Please retype all of the following entries exactly.

:: Point localization data ::
● ● ● ● ● ● ●
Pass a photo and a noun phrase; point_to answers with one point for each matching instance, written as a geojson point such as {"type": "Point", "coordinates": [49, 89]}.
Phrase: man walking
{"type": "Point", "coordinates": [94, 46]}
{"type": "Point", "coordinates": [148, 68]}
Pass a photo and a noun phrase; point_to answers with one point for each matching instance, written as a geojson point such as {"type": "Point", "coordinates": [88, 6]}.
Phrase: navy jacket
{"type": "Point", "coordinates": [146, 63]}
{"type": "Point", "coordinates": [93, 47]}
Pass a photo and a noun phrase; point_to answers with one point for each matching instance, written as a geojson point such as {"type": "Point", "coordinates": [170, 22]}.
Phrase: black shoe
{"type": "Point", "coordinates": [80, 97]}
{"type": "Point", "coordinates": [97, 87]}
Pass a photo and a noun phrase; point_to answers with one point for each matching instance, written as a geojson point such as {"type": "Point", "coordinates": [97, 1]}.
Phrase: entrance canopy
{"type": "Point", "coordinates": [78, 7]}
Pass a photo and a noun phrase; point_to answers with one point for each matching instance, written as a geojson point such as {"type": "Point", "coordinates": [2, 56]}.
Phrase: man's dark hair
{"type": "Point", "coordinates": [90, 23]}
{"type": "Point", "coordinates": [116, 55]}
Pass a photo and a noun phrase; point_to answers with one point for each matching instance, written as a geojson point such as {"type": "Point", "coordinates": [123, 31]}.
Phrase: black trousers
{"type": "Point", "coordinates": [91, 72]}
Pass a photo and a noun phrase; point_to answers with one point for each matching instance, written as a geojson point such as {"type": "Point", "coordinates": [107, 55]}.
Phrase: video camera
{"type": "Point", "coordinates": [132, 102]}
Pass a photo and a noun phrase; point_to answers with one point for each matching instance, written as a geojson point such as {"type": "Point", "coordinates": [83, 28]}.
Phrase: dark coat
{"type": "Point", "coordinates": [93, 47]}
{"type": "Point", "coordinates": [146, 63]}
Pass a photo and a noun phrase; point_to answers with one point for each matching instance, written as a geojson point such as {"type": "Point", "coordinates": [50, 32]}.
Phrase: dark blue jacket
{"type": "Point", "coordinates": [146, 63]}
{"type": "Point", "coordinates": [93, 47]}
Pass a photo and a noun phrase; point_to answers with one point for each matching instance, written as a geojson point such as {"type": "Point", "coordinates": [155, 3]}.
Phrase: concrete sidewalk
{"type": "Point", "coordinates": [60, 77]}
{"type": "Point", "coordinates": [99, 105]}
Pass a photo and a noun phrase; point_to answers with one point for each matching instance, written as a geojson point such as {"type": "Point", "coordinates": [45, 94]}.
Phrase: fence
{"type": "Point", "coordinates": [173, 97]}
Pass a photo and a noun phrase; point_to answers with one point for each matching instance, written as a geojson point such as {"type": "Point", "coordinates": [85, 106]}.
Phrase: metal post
● ● ● ● ● ● ●
:: PROBLEM SOLUTION ::
Pass a photo and a noun phrase; point_to answers with one point for each matching instance, written as a geojson point such as {"type": "Point", "coordinates": [49, 89]}.
Phrase: man walking
{"type": "Point", "coordinates": [94, 46]}
{"type": "Point", "coordinates": [148, 68]}
Pass a photo and a noun phrase; point_to answers with one point for each matching instance, written as a geojson point such as {"type": "Point", "coordinates": [88, 6]}.
Phrase: navy jacket
{"type": "Point", "coordinates": [146, 63]}
{"type": "Point", "coordinates": [93, 47]}
Pass a photo and a noun phrase; point_to answers with one point for each matching instance, written as a geojson point such as {"type": "Point", "coordinates": [170, 22]}.
Phrase: black shoe
{"type": "Point", "coordinates": [80, 97]}
{"type": "Point", "coordinates": [97, 87]}
Pass a photo and a noun phrase; point_to answers with one point for each matching instance, written as a geojson point such as {"type": "Point", "coordinates": [97, 1]}.
Phrase: entrance canopy
{"type": "Point", "coordinates": [78, 7]}
Pass a photo and a noun phrase; point_to answers with one point for each matching instance, written as a geojson point such as {"type": "Point", "coordinates": [2, 56]}.
Phrase: man's dark hair
{"type": "Point", "coordinates": [90, 23]}
{"type": "Point", "coordinates": [116, 55]}
Pass a photo and a noun phrase; point_to answers with one point for each matching instance, written as a geojson point such as {"type": "Point", "coordinates": [123, 31]}.
Phrase: black trousers
{"type": "Point", "coordinates": [91, 72]}
Pass a photo and a noun phrase; point_to answers with one point for each matching instance, written as a geojson point such as {"type": "Point", "coordinates": [107, 55]}.
Phrase: video camera
{"type": "Point", "coordinates": [132, 102]}
Pass a photo and a noun phrase; point_to answers with one point for each matching instance, written as a geojson point such as {"type": "Point", "coordinates": [83, 28]}.
Phrase: dark coat
{"type": "Point", "coordinates": [93, 47]}
{"type": "Point", "coordinates": [146, 63]}
Pass a photo and a noun phrase; point_to answers with one point for each matching instance, written as a geojson point such as {"type": "Point", "coordinates": [50, 32]}.
Phrase: dark blue jacket
{"type": "Point", "coordinates": [146, 63]}
{"type": "Point", "coordinates": [93, 47]}
Pass a photo and a noun phrase; point_to answers with one point for each matching instance, written as a geojson point such as {"type": "Point", "coordinates": [155, 3]}.
Phrase: concrete sidewalk
{"type": "Point", "coordinates": [60, 77]}
{"type": "Point", "coordinates": [99, 105]}
Pass a photo and a noun phrase; point_to answers with one point for each matching instance, written as a geojson point such as {"type": "Point", "coordinates": [45, 94]}.
Phrase: fence
{"type": "Point", "coordinates": [173, 97]}
Pass a photo and a noun phrase; point_to answers with one point for each matching instance, written as a geojson point such as {"type": "Point", "coordinates": [85, 106]}.
Phrase: metal post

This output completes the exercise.